[AIM OF THE EXERCISE] Copy the data from the line that contains "of the sandal" to its last line, exactly, including both of those lines and leaving out everything before.

[EXCERPTED DATA]
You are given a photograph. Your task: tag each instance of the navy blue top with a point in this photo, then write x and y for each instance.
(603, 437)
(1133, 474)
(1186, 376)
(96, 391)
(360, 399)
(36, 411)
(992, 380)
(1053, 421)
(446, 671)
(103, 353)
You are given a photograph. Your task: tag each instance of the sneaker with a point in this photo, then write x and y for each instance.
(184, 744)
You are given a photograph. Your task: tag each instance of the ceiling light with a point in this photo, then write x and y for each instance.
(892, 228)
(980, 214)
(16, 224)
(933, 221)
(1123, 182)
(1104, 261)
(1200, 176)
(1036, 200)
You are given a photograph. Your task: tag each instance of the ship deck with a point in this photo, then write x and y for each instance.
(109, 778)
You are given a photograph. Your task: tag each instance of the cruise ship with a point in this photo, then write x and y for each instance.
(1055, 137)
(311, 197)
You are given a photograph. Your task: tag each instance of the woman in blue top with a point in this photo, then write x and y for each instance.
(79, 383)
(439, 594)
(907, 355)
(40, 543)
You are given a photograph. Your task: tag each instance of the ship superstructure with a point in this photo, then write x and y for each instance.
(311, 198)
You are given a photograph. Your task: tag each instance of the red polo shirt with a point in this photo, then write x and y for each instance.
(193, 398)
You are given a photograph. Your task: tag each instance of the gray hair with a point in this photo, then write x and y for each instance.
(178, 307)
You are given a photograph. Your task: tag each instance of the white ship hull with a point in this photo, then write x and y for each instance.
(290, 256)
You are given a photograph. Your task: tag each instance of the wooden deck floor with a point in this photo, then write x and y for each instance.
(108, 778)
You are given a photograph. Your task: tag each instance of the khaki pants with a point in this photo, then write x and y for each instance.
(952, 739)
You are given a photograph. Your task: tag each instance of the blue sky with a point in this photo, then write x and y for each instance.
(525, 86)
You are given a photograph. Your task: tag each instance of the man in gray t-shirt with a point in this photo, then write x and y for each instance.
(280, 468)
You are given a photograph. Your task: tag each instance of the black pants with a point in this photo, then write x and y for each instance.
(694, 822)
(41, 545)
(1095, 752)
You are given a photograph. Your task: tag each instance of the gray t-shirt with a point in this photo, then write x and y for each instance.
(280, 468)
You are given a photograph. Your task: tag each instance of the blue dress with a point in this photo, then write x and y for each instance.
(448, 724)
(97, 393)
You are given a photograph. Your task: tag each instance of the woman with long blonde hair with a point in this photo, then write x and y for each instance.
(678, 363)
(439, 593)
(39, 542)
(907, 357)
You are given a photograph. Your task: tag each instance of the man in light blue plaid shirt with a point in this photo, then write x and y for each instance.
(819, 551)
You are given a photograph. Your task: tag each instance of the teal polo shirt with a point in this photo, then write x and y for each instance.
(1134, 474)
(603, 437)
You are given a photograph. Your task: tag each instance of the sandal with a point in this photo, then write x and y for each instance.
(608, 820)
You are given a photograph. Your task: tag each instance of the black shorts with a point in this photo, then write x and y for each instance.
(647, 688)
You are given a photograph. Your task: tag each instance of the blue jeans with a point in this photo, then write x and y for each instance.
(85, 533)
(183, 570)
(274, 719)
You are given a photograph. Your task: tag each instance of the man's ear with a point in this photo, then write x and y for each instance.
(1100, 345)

[SOLUTION TO THIS EXERCISE]
You are given a photograph. Your task: tag each instance of the sandal with a point in this photo, then write x and y for each instance.
(608, 820)
You are given a photograph. Your task: tag each instance of the black shorts with a point in this photo, then write x and y for each instance.
(647, 688)
You are given a photograph. Your task: tag each instance of the blue jeans with a point in this photo, then write x and y for each instance.
(85, 533)
(183, 570)
(274, 719)
You are given a photograph. Your task: tag each instance of the man's ear with a point in this photo, then write x and y for each instance.
(1100, 345)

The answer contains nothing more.